As you work through the listing, transcribe every line exactly as it reads.

────

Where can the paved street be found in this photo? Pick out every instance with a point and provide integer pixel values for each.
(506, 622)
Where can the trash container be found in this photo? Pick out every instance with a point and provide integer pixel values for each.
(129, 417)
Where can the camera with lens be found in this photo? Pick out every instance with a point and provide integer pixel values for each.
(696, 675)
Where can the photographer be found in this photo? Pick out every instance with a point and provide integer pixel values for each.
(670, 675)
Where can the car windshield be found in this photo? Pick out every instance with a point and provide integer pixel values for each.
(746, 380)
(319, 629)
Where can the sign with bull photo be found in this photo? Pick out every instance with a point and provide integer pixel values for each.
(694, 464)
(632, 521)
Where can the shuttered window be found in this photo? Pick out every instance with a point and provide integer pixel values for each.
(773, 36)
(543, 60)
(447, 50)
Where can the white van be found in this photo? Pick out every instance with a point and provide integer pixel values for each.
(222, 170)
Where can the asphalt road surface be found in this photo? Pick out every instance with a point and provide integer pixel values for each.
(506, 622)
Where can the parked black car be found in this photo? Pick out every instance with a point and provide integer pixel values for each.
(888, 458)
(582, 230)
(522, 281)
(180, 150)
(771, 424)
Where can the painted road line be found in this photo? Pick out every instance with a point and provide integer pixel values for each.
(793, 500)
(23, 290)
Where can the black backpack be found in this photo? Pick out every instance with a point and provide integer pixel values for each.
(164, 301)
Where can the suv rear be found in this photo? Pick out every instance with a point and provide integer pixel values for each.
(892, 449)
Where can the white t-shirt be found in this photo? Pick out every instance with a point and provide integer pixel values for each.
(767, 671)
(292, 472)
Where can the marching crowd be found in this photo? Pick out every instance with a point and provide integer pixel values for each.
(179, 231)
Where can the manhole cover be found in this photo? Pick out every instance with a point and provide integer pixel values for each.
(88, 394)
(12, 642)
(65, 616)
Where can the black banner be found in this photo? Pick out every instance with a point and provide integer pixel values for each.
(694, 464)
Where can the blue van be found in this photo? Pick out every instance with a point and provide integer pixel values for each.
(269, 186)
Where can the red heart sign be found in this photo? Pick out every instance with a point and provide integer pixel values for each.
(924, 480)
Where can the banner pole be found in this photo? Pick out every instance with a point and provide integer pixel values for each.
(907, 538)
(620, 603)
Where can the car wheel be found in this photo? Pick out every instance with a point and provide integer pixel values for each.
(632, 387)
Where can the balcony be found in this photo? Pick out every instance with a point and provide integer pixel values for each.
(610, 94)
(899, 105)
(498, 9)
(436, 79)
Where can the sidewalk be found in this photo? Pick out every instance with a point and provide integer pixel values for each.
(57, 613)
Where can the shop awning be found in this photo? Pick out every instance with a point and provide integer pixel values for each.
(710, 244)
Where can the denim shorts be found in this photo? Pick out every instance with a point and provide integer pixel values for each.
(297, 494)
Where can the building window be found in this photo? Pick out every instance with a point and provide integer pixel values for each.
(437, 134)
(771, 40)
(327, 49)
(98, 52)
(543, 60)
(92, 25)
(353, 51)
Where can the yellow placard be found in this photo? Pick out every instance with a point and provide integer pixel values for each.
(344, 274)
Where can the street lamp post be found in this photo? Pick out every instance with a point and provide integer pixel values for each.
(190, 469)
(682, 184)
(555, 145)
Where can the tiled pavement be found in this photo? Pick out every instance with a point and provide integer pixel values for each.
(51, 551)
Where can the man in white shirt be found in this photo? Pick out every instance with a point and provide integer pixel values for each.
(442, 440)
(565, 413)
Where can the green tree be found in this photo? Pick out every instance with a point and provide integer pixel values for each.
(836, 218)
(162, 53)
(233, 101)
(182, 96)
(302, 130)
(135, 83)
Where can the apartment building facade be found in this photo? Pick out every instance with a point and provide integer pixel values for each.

────

* Solution for this problem
Where can the paved street be found in this photo? Pick out every instance with a point and provide integer pixel values for each.
(506, 622)
Where can the trash container be found in this photo? Pick out every instance with a point and provide integer pixel values for each.
(129, 417)
Where can the camera with lens be found in this photo? Pick out every instance with a point and provide integer pixel values for each.
(696, 675)
Where can the photographer be found in this photo? Pick out every instance with a point and provide integer pixel values for each.
(670, 675)
Where can the car windshield be found in this photo? Pick out every instance with a point and provide integer pixel values for each.
(746, 380)
(319, 629)
Where can the sign with bull photo be found in this photo? Pick out every instance with a point and provide integer pixel values for each.
(694, 464)
(632, 521)
Where can the shuttered window be found in this photo? Pick out every instance with a point and provide integer pixel values for each.
(773, 36)
(543, 60)
(447, 50)
Where can the white van be found in this photo? Pick out every instance with a point and provide integer pixel values for each.
(222, 170)
Where can the asphalt road surface be found in this photo? Pick out every instance with a point and provide integer pixel values for each.
(506, 622)
Where can the parked black car be found in this photo? Pick out every instance with a point and provide integer pixel values for each.
(888, 458)
(582, 230)
(522, 281)
(180, 150)
(771, 424)
Where can the painted road line be found in this photo? Pick out every instance with a point and provide integer pixel values for each.
(793, 500)
(23, 290)
Where can the black backpack be found in this photo? Pick out every instance with a point and provide integer pixel values for each.
(164, 301)
Where can the suv rear be found in this photo? Pick out every instance with a point and provide integer pixel values for each.
(892, 449)
Where can the white t-shirt be found in this photo? Pick out every instance with a point and provide integer pixel values for each.
(767, 671)
(292, 472)
Where can the marching crowd be found in this photo? Pick out every instance with a point and provide integer pixel values for each.
(179, 231)
Where can the manhole cover be found in this photo? Pick out every instance with a point and provide integer pixel values for each.
(88, 394)
(12, 642)
(65, 616)
Where can the black banner be found in this photo? Pick out every instance with a point and provide integer pixel values for each.
(694, 464)
Where can the blue van be found in this photo? Pick out every instance with a point and provide integer pixel values for each.
(269, 186)
Where can the red heart sign be found in this photo? Pick out every instance with a point and provide integer pixel values for each.
(924, 480)
Where can the banner pole be found in this photo? Pick out every instance with a point and provide integer pixel values for each.
(907, 538)
(620, 603)
Where can the car wheel be found in this photo? Pick out every instance with a point and provide integer pixel values for each.
(632, 387)
Where can the balcony be found in this photo? Pick out every instance with a point and provide integer pixel values for each.
(610, 94)
(899, 105)
(498, 9)
(436, 79)
Where can the sidewalk be found in this photo? Pick out every instance with a point and provide integer pixel values for each.
(57, 613)
Where can the shop awning be found in this photo? Pick out every instance with a point and provide integer pixel values for each.
(710, 244)
Where can the denim shorts be found in this photo? Pick out every instance with a point and provide integer pixel values for each.
(297, 494)
Where can the building window be found in this photo? Pick out every instance with a point and provide integer pixel values for each.
(437, 134)
(771, 40)
(327, 49)
(98, 52)
(543, 60)
(92, 25)
(353, 51)
Where can the yellow placard be found in this photo? Pick out every instance with a point and provide integer pixel values for each.
(344, 274)
Where can the street lamp post be found in this photo? Pick out every instance with a point and provide integer pixel values for each.
(190, 469)
(682, 184)
(555, 145)
Where can the tiled pavement be found in this photo? Pick out every instance with a point and provide integer pixel values for each.
(51, 551)
Where can the man in white shirt be found in this photo? Pick out every instance with a point and provide integer pixel values for each.
(442, 440)
(565, 413)
Where can the green tree be found in this photo? Pick out every instance with a point and provide integer pixel values for each.
(836, 218)
(162, 53)
(233, 101)
(182, 96)
(302, 130)
(135, 83)
Where can the apartment building facade be found in this photo? Pick out every instance with a point and provide integer pixel values for each.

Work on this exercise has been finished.